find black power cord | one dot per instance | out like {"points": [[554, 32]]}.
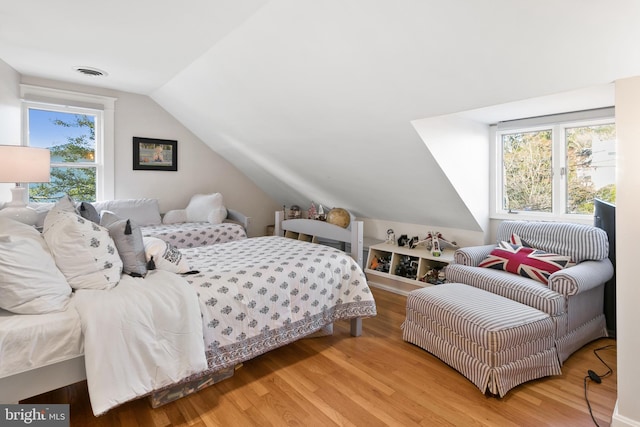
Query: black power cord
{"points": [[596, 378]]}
+-------+
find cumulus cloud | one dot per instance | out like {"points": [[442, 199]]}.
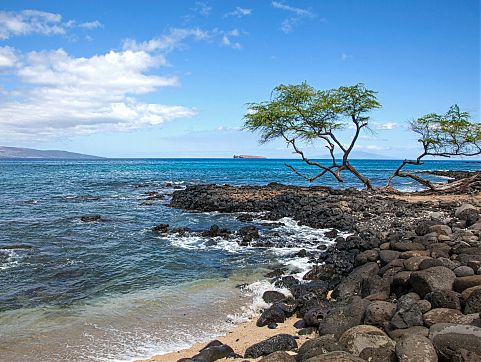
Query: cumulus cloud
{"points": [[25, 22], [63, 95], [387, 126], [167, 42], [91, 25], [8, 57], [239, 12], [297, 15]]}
+-------+
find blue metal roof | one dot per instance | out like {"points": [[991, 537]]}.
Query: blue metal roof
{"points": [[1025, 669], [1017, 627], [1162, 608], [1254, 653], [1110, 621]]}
+-------+
Your objective | Please report the number of lines in this material holding the word "find", and add no other words.

Answer box | 3